__Exercise A__: From the article on Israel's far-right politics and Gaza, duplicate everything from "Here's the uncomfortable" down to "the West Bank.".
__Exercise B__: In the article on Israel's far-right politics and Gaza, what government role does Itamar Ben-Gvir return to?

__Provided text__:
══════
When Political Power Plays Tango: How Israel's Far-Right Dance Partners Are Leading Gaza Into Darkness

The Stage Is Set—and It's On Fire

Picture a tango where one partner holds all the cards. The other can't step left, can't step right, can barely breathe without permission. That's not a dance—it's domination dressed up in sequins.

Israel's political stage right now features Itamar Ben-Gvir spinning back into his role as National Security Minister, with Benjamin Netanyahu calling the shots. But this isn't choreography anyone chose freely. It's a power play dressed as democracy, and Gaza's paying the price with blood.

The Propaganda Machine's Latest Production

Here's something that should make your skin crawl: Israel's police force just released a promotional video celebrating Ben-Gvir's reappointment. Not a neutral announcement—a full-blown tribute.

When law enforcement starts producing content that glorifies a single politician, we've crossed a dangerous line. Police exist to serve the public, not manufacture consent for extremist agendas. But that's exactly what's happening. The institution meant to uphold justice is now functioning as a PR department for a man whose rhetoric has fueled some of Israel's most volatile tensions.

Think about what that tells ordinary citizens. If you're Palestinian, the message is clear: the people with badges and guns aren't here to protect you. They're here to celebrate the man who'd rather see you pushed out than treated as equals.

Gaza's Endless Siege—Now With New "Corridors"

While politicians posture, Gaza suffocates. Israel's latest move? Reclaiming what they're calling a "key corridor"—a strategic slice of land designed to fragment an already shattered territory.

Let's translate that from military-speak: control points, chokeholds, and collective punishment wrapped in the language of "security." This isn't about protecting Israeli civilians. It's about making Palestinian life unlivable.

The death toll climbs. Infrastructure crumbles. Children grow up knowing nothing but airstrikes and shortages. And the world's response? Statements of "concern," diplomatic shrugs, and business as usual.

Netanyahu's Survival Tango

Here's the uncomfortable truth about Netanyahu's strategy: he needs Ben-Gvir and the far-right fringe. Without them, his coalition collapses. With them, he maintains power—but at what cost?

Every concession to extremism makes a two-state solution harder. Every settlement expansion, every provocative policy, every cycle of violence buries the possibility of peace deeper. Netanyahu isn't just tolerating his far-right partners—he's dependent on them. And that dependency shapes everything Israel does in Gaza and the West Bank.

When Institutions Become Weapons

The real tragedy isn't just political dysfunction. It's institutional capture. When police departments, courts, and government ministries start serving ideological agendas rather than democratic principles, the whole system rots from within.

That promotional video for Ben-Gvir? It's a symptom, not the disease. The disease is the slow, deliberate erosion of institutions that were supposed to function independently. And once that erosion reaches a certain point, reversing it becomes nearly impossible.

The World's Complicity Problem

International leaders wring their hands. They issue statements. They debate in parliamentary chambers. But action? That's rarer than honesty in politics.
══════
__Information shown__:
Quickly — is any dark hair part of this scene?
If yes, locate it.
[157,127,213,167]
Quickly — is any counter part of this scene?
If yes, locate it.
══════
__Exercise response A__:
Here's the uncomfortable truth about Netanyahu's strategy: he needs Ben-Gvir and the far-right fringe. Without them, his coalition collapses. With them, he maintains power—but at what cost?

Every concession to extremism makes a two-state solution harder. Every settlement expansion, every provocative policy, every cycle of violence buries the possibility of peace deeper. Netanyahu isn't just tolerating his far-right partners—he's dependent on them. And that dependency shapes everything Israel does in Gaza and the West Bank.

__Exercise response B__: National Security Minister